Given exercise -
Your task is to reproduce the entries below word for word.
______
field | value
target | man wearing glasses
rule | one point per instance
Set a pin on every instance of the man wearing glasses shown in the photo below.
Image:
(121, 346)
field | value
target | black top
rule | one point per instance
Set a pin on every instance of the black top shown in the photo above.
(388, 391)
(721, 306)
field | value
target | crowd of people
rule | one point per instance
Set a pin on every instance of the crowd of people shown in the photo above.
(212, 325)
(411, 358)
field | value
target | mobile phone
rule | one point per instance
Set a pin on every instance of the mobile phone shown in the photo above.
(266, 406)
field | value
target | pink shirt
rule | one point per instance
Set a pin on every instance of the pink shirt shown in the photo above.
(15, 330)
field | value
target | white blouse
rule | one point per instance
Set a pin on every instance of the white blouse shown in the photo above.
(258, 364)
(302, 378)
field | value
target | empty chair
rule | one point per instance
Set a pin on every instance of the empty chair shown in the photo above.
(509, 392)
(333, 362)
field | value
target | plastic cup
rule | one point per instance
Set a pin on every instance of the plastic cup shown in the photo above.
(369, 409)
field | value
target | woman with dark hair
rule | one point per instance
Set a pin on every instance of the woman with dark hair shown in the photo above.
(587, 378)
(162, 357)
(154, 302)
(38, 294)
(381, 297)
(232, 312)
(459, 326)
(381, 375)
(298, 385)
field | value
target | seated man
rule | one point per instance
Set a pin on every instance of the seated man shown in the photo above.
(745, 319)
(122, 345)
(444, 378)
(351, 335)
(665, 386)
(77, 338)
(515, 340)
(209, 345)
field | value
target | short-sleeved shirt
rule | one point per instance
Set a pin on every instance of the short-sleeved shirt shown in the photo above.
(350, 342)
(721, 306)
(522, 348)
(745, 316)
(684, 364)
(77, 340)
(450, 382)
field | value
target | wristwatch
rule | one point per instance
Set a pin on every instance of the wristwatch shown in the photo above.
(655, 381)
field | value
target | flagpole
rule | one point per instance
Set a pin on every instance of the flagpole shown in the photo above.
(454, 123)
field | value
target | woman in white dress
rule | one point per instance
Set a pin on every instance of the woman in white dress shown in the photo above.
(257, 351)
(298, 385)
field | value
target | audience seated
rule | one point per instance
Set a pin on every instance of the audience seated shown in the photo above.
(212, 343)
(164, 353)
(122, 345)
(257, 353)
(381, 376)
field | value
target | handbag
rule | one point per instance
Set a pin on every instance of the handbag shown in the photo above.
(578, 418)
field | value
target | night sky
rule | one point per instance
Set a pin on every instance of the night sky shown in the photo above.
______
Answer below -
field | value
target | man wearing glasses
rule | one point per instance
Set a pin on every instance of the man wearing glasses shown in the photo below.
Image:
(121, 346)
field | value
target | black top
rule | one point per instance
Set a pin on every instance of the black top shown in the photo above.
(388, 391)
(721, 306)
field | value
target | crowd of people
rule | one point per instance
Set a pin on every instance of the crowd of people shown in the photo above.
(212, 325)
(411, 358)
field | value
target | mobile phone
rule | one point per instance
Set a pin on every instance of the mobile phone shown in the photo above.
(266, 406)
field | value
target | pink shirt
rule | one point per instance
Set a pin on every instance of the pink shirt shown in the photo above.
(15, 330)
field | value
target | white blouse
rule | one point per instance
Set a pin on every instance of the white blouse shown in the photo above.
(258, 364)
(302, 378)
field | value
target | empty chair
rule | one point per instance
Set a pin on every instance of the empty chair shown in the photo above.
(509, 392)
(333, 362)
field | value
target | plastic cup
rule | one point per instance
Set a pin on every instance of the plastic cup shown in the photo above.
(369, 409)
field | value
target | woman with dark hair
rule | one point per instance
Set a pin on every instance of the woman with dark hair shown in the photo above.
(587, 378)
(162, 357)
(154, 302)
(38, 294)
(381, 297)
(232, 312)
(459, 326)
(381, 375)
(298, 385)
field | value
target | seated man
rule | one point per instance
Set a pin on every instance of the seated man shown in the photo above.
(745, 319)
(122, 345)
(444, 378)
(351, 335)
(665, 386)
(77, 338)
(515, 340)
(209, 345)
field | value
target | short-sleeved shirt
rule | one point per instance
Set a pin on every instance of the short-sleeved shirt shown in the photo above.
(350, 342)
(721, 306)
(522, 348)
(745, 316)
(684, 364)
(77, 340)
(450, 382)
field | value
target | wristwatch
rule | one point per instance
Set a pin on every instance of the wristwatch shown in the photo above.
(655, 381)
field | value
target | flagpole
rule | one point per instance
Set a pin on every instance of the flagpole shown in the photo above.
(454, 123)
field | value
target | woman in white dress
rule | one point per instance
Set a pin on every instance of the woman in white dress shown in the photo above.
(257, 351)
(298, 385)
field | value
target | audience seated
rule | one point per instance
Set a pin on every instance of the audience seated shown in the photo above.
(212, 343)
(164, 353)
(122, 345)
(257, 353)
(381, 376)
field | value
target | handbag
rule | one point per instance
Set a pin on every instance of the handbag shown in the photo above.
(578, 418)
field | value
target | night sky
rule | one point per instance
Set a pin on every instance of the night sky shown in the photo above.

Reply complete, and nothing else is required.